[Referring expression data]
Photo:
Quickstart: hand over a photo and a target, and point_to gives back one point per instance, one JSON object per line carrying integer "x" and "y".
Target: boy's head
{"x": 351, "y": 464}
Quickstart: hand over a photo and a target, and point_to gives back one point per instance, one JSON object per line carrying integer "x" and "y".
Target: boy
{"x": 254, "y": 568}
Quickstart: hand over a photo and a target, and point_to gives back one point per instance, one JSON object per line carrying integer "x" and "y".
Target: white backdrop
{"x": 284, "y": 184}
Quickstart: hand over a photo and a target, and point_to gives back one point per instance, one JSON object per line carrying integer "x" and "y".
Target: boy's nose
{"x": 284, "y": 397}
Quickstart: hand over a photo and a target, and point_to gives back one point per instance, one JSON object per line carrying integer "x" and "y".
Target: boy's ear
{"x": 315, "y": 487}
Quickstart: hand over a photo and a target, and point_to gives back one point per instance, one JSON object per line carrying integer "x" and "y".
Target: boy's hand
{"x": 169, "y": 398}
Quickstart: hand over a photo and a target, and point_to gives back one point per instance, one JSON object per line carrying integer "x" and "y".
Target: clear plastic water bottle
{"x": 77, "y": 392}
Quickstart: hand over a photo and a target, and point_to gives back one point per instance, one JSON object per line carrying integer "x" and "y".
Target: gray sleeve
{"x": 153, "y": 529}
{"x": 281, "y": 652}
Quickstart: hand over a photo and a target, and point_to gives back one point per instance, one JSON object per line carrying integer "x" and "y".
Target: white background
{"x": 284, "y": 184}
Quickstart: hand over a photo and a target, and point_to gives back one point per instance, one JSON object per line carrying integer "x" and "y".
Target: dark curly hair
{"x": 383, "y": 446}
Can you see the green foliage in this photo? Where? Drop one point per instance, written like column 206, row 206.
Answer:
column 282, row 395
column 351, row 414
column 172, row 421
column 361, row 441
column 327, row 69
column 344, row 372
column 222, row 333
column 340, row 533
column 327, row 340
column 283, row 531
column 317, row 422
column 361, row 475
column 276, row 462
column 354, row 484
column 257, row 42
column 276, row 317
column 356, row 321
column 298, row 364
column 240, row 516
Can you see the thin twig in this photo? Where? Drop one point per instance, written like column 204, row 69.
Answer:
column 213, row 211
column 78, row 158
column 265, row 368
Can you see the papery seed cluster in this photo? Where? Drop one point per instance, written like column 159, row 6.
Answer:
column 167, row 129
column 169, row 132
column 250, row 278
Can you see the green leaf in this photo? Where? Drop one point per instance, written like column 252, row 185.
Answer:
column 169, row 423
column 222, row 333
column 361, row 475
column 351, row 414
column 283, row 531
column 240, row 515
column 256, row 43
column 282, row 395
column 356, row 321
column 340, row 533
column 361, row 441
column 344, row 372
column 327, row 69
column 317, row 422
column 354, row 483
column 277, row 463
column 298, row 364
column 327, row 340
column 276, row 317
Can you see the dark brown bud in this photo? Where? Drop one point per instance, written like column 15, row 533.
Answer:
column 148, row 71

■ **What you need to do**
Reproduce the records above in full and with exact wording.

■ **Worked solution**
Photo:
Quickstart: hand over a photo and a target, and point_to gives back one point per instance, one JSON object per line carrying integer "x" and "y".
Target: boy's head
{"x": 351, "y": 464}
Quickstart: hand over a photo and a target, and point_to gives back one point per instance, one JSON object per line carrying integer "x" and "y".
Target: boy
{"x": 254, "y": 568}
Quickstart: hand over a photo and a target, and point_to gives back one point per instance, one JSON object per line carrying integer "x" and "y".
Target: white backdrop
{"x": 284, "y": 184}
Quickstart: hand over a photo and a target, and point_to gives back one point per instance, one JSON object per line carrying integer "x" and "y".
Target: boy's nose
{"x": 284, "y": 397}
Quickstart: hand over a photo and a target, and point_to gives back one point per instance, one JSON object per line carrying integer "x" and "y".
Target: boy's ear
{"x": 315, "y": 487}
Quickstart: hand over a photo and a target, and point_to gives back one point per instance, one JSON object per line carrying integer "x" and "y".
Target: boy's hand
{"x": 169, "y": 398}
Quickstart: hand over a photo and a target, and point_to gives back one point per instance, one JSON object per line carrying integer "x" and "y".
Target: clear plastic water bottle
{"x": 77, "y": 392}
Quickstart: hand over a photo and a target, and point_to gives back one point per instance, one JSON object per line carrying integer "x" and "y".
Target: gray sleeve
{"x": 153, "y": 529}
{"x": 281, "y": 652}
Quickstart: hand over a photo and a target, and point_to gives back one point per instance, one JSON object per line carrying integer "x" and "y".
Target: white background
{"x": 284, "y": 184}
Quickstart: hand over a photo and a target, and point_to gives back one point per instance, one JSON object per line carrying integer "x" and "y".
Target: dark curly hair
{"x": 383, "y": 446}
Can you see the green foliage in this photo? Where? Drop one point per instance, written like column 206, row 206.
Answer:
column 282, row 395
column 351, row 414
column 172, row 421
column 361, row 441
column 327, row 69
column 344, row 372
column 222, row 333
column 340, row 533
column 327, row 340
column 283, row 531
column 317, row 422
column 361, row 475
column 276, row 462
column 354, row 484
column 257, row 42
column 276, row 317
column 356, row 321
column 298, row 364
column 240, row 516
Can you see the thin twig in this photo? Where? Drop one point per instance, written like column 204, row 69.
Answer:
column 213, row 211
column 78, row 158
column 265, row 368
Can you see the papery seed cluster in this photo? Where? Drop one point per instance, written like column 159, row 6.
Answer:
column 167, row 129
column 169, row 132
column 250, row 278
Can you see the green leaf in this photo? Where? Drop one point per instance, written like column 252, row 185.
Answer:
column 169, row 423
column 222, row 333
column 361, row 475
column 351, row 414
column 283, row 531
column 240, row 515
column 256, row 43
column 282, row 395
column 356, row 321
column 340, row 533
column 361, row 441
column 344, row 372
column 327, row 69
column 317, row 422
column 354, row 483
column 277, row 463
column 298, row 364
column 327, row 340
column 276, row 317
Can you see the dark brown bud in this photo? Where? Drop one point per instance, written like column 15, row 533.
Answer:
column 148, row 71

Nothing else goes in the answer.